▶ _STATED PROBLEM A_:
Select every line in the entries below that contains the word "fair", and copy each of those lines.

▶ _DOCUMENT EXTRACT_:
## Begin

I have been home from Sudan for 7 weeks now…which seems crazy to me! Anyway, before I went to Sudan, Blaise and I attended a Sudanese church service in Louisville, Kentucky and I promised that I would bring pictures to them once I returned home.

A few Sundays ago, Blaise and I drove back down to Louisville and shared in another wonderful church service with the beautiful Sudanese men and women of Resurrection Episcopal Church.  I remembered several of the members from last time, and they all remembered us.  It was SO wonderful to see them again post-Sudan! It felt so much different to be there after I had been to Sudan and had experienced a little taste of the lives they once knew as children.  They had many questions, and I gave them the best answers that I could.  I also shared my photographs with them, and I felt SO blessed to be able to spend that time of fellowship with them.

Among the many questions, the one that stood out to me the most was, What were the good and the bad things that you saw while you were in Sudan?

## End

▶ _STATED PROBLEM B_:
Go on with the account above of the visit to the Sudanese church in Louisville, starting after its last sentence.

▶ _GIVEN RECORDS_:
## Begin

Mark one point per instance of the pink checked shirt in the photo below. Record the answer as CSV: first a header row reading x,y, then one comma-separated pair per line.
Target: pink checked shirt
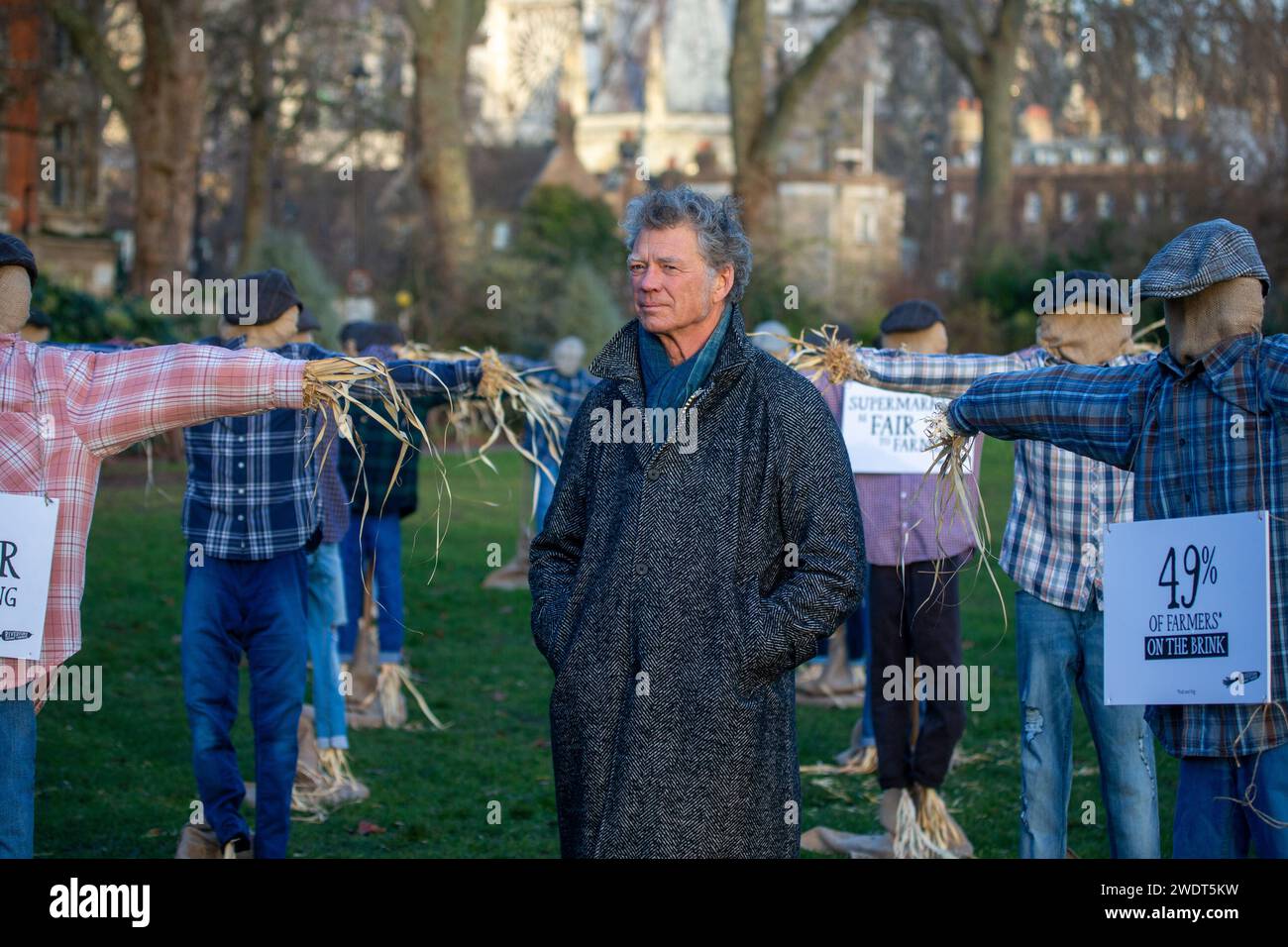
x,y
62,411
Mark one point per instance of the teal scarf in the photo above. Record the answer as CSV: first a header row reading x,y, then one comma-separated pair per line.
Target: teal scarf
x,y
666,385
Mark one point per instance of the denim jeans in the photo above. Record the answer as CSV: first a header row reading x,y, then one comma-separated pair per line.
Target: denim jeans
x,y
381,539
326,613
256,607
914,615
1059,650
1209,825
17,775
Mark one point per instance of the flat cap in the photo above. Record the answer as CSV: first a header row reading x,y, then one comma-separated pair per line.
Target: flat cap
x,y
308,321
14,253
911,316
1201,257
274,294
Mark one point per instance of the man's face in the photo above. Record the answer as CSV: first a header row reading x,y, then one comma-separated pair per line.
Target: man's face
x,y
670,281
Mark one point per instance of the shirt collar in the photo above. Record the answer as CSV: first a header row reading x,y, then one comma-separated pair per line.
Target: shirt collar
x,y
1218,361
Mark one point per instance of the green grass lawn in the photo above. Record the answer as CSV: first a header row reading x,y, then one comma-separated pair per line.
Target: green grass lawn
x,y
119,783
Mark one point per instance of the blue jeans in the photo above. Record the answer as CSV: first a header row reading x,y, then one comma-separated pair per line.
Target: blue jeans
x,y
1209,825
326,612
381,539
257,607
545,491
17,775
1059,650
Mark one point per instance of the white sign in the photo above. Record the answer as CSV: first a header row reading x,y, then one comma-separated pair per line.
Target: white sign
x,y
1188,609
885,432
27,527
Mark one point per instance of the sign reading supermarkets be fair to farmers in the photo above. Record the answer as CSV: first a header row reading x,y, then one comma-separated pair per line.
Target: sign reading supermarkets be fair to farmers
x,y
885,432
26,560
1188,609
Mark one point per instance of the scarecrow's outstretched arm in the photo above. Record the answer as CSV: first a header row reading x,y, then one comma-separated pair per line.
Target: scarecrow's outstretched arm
x,y
115,399
1094,411
945,376
436,380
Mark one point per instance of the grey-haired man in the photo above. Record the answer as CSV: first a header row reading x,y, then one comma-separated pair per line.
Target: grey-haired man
x,y
674,590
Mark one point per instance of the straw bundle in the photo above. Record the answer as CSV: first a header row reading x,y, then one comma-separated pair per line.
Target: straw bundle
x,y
951,454
501,385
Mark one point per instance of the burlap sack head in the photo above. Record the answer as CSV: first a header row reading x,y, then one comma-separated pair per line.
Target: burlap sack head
x,y
14,298
1223,311
931,341
1087,337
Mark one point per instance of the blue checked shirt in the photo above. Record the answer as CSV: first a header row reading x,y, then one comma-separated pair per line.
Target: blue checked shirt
x,y
1173,425
1059,501
252,483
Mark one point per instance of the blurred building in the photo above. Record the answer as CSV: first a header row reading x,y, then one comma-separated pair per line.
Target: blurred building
x,y
1064,185
50,151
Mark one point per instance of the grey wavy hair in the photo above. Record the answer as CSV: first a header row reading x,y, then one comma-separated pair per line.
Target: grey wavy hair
x,y
720,236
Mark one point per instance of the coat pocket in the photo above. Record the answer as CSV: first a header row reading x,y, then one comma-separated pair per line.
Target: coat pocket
x,y
747,638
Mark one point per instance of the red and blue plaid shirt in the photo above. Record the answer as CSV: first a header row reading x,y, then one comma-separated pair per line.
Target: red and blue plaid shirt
x,y
62,411
1203,438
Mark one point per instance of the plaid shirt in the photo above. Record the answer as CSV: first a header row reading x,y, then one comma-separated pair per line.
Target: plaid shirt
x,y
335,500
901,523
1171,425
252,487
99,403
1059,502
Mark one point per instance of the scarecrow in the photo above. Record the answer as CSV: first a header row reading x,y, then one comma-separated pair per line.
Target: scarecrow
x,y
252,509
1170,421
915,547
60,412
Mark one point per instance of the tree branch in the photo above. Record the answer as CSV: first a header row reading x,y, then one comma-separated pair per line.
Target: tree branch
x,y
89,44
794,89
931,14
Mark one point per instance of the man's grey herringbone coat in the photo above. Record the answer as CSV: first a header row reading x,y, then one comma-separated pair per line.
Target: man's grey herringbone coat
x,y
674,594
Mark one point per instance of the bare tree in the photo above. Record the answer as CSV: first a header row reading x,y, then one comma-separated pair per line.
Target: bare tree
x,y
163,108
759,129
441,39
984,53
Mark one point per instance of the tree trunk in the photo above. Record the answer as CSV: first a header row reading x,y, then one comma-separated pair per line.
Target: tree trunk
x,y
756,132
752,179
993,187
165,132
163,115
259,138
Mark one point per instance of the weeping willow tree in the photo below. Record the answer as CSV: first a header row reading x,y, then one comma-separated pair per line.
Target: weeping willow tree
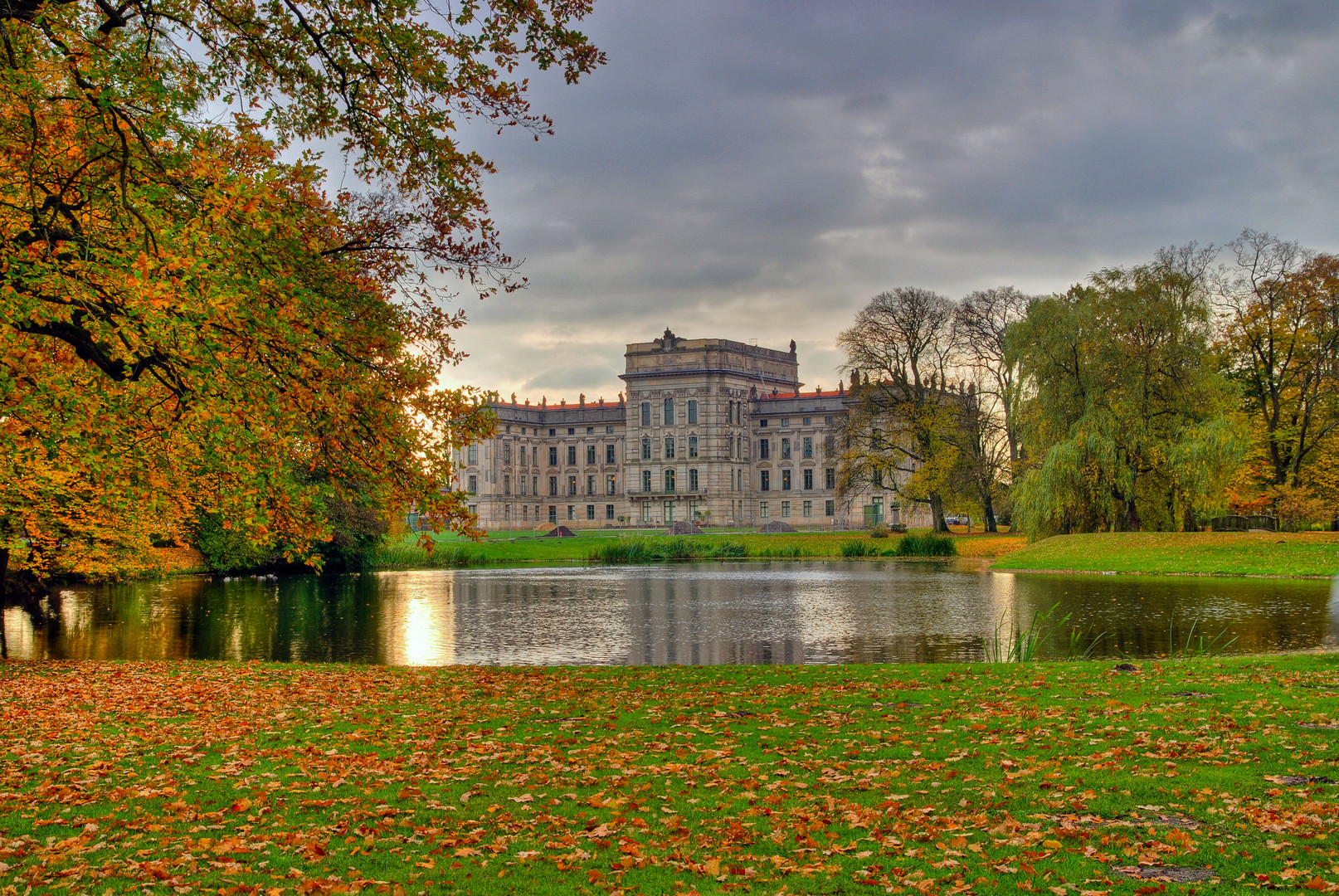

## End

▶ _RESPONSE A_:
Mark one point per instance of the sign reading supermarkets be fair to farmers in the photo above. Record the answer as CSV: first a header row reading x,y, then one comma-separated pair per line.
Target: sign reading supermarkets be fair to farmers

▶ _RESPONSE B_:
The question caught me off guard, because it’s hard to sum up such a life-changing trip into a couple of sentences; however, I answered this: The good was definitely that the people had so much joy and happiness with so little.  They shared with us such love and kindness that I will never forget.  The bad, or sad, was the day that I realized our Bible school students, and most of the Sudanese around us, get only one meal a day.  That was really hard to sit there knowing that the people are hungry and they are merely surviving on the food they have.


The trip to Louisville was such an immense blessing because for the first time since returning home, I was among people who truly understood the differences between Sudan and America.  One man said to me, You will never be the same person again.  You will never feel the same things as your white friends, and you will always understand that there is so much need out there in the world.  Sudan…Africa…it changes you.  You will never be the same.

That pretty much sums up exactly how I have been feeling! I will never be the same person again, and I am really thankful for that! I was selfish and I was way too caught up in long-term planning and safety nets.  I don’t ever want to be that person again…I want to be the person who takes action when there is a need whether here at home or abroad, the person who puts all of my faith in God, the person who follows His call into the wilds of Africa and never looks back, the person who truly lives out a life of faith.

I don’t want to be the same person I was before Sudan.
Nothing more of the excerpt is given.